Challenge A:
Reproduce, word for word, the stretch from "The ideation component" through "Christine about this." in the essay on corporate innovation and customer satisfaction.
Challenge B:
Extend the essay on corporate innovation and customer satisfaction, picking up right after its last sentence.

Document extract:
[START]
There are a lot of companies offering pieces of this suite but the market has largely existed as a best of breed market rather than a suite offering, and except for IBM’s Jazz offering I am not familiar with other products that are a full overlay to Accept.
The ideation component is particularly interesting to me as I have been spending a lot of time looking at social CRM recently and there are at least 6-7 credible companies doing ideation. However, I have a fundamental conflict with the notion that customers can lead innovation and I made a point of speaking with Christine about this.
Innovation and openness are used by big companies in an interchangeable way and the fact is that most companies are neither innovative nor transparent, but the real point is that even if they were… so what? Let’s look at 2 companies that are widely acknowledged to be the most innovative brand companies in the public consciousness, Apple and Google. Both companies operate rather secretively and not informed by what customers or competitors are doing, in other words, they create their own oxygen and bend the market to their visions. Apple is perhaps the most extreme example of this, heeding the wishes of one person and one person only in their product planning, yet nobody would suggest that Apple isn’t tremendously innovative.
I would not suggest that there is no benefit to being open and conversational with your customers, in fact I have 2 examples of companies that regularly top customer satisfaction surveys, Amazon (and by extension now, Zappos) and Southwest Airlines. With the latter the evidence is made much stronger by the fact that the airline industry as a whole ranks so low in terms of customer sat so Southwest’s lead in this category speaks to something much bigger than just a statistic.
Here’s the real point I am making, when we talk about innovation and transparency for companies what we are really talking about is strategies that better position companies to satisfy their customers and from that achieve ancillary benefits, like retention, upselling, and “loyalist” behaviors that turn customers into promoters. All of this is good, indeed essential in today’s marketplace but instead of using innovation and transparency these companies should be talking relentlessly about customer satisfaction as the business objective they are chasing.
[END]
Data rows:
[START]
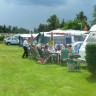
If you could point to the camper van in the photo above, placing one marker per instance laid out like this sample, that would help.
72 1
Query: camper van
91 38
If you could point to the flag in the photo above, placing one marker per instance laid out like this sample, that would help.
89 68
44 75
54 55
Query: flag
31 39
51 41
85 28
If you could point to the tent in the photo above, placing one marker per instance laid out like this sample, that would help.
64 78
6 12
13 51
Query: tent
64 36
23 36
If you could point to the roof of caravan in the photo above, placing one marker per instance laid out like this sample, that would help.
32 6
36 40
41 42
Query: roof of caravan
93 28
64 32
28 35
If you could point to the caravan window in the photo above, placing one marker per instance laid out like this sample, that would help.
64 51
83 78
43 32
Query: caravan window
78 38
91 38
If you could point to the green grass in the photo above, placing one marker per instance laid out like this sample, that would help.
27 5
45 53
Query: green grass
25 77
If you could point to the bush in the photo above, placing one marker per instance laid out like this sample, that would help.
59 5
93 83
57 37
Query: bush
1 38
91 57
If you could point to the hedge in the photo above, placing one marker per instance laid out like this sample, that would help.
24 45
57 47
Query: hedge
1 38
91 57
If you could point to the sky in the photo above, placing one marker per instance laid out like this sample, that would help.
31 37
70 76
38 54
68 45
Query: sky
30 13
[END]
Exercise result A:
The ideation component is particularly interesting to me as I have been spending a lot of time looking at social CRM recently and there are at least 6-7 credible companies doing ideation. However, I have a fundamental conflict with the notion that customers can lead innovation and I made a point of speaking with Christine about this.

Exercise result B:
When it comes to ideation I think the most powerful benefit a company can achieve from opening up the R&D process to the public is the derivative product opportunity and to fail fast with new ideas. The fail fast is self evident, companies often go through repeated product definition and prototyping exercises only to still deliver a loser, the customer involvement up front can often short circuit fatal flaws early on and result in a more efficient R&D process.
Derivative products are, as the name would suggest, product opportunities that result from tweaking existing products to create new categories or offerings. Here’s a great example, do a search on “Timbuk2 diaper bag” and you will find a blog post on Timbuk2’s site titled “diaper bag hack kit“. The blog post, which details how you can make your own diaper bag from an existing Timbuk2 bag actually came from a Get Satisfaction idea submission that laid out what was needed for the hack kit. A derivative product identified and defined by customers yet promoted by the company.
Let’s talk about the BP example that Accept used to hook me into the call… I actually think it’s a really bad example. Here’s the background, BP has a site for the Deepwater Horizon Response and through this site you can download an application and submit an idea. Now I think I’m a reasonably intelligent person and could probably think up some clever methods for extracting oil from water or capping a well (still like the nuke option) but I’m not an engineer with expertise in this field, or any related field for that matter, so why should I think my idea has merit (I am reminded of something @shitmydadsays tweeted recently). More glaringly, BP has collected 35,000 ideas that filtered out to 700 credible ones but 2+ months after spill the well is still spewing out oil and the coastlines are still taking the brunt of the oil leak! I just don’t see how you use BP’s ideation example as a credible and successful one to highlight.
Whatever your views on ideation or related topics, I’d suggest you take a look at Accept Software. Led by CEO Bryan Plug, who I know well from my SAP days and later was the CEO of one of our portfolio companies before taking the reins at Kintana, the company raised $17m in funding just last year and has built up a deep management team of experienced people. They have 70 customers who are using all or part of their suite as an on demand or on premise solution… they are a company to watch.
The community manager position in marketing organizations across all industries is one of the hottest gigs and it’s been that way for a few years now. The role is attracting people because of the opportunity to drive new processes and build professional brand equity for the individual as much as the company, and it doesn’t hurt that big brand companies are paying top dollar to fund these operations in a time when they are paring back across the board on everything else.
I wrote about community managers over 2 years ago in a post that referenced something Chris Brogan, a leading authority on the subject, had posted and Chris replied with a few words on the importance of metrics. The lack of performance metrics for community management is one reason why the position is so sought after, simply put we have not been measuring performance for this role because few people really understood where to look in the organization for the points to measure success and failure on when it came to community management; we’ve been stuck in this “we know it when we see it” mentality.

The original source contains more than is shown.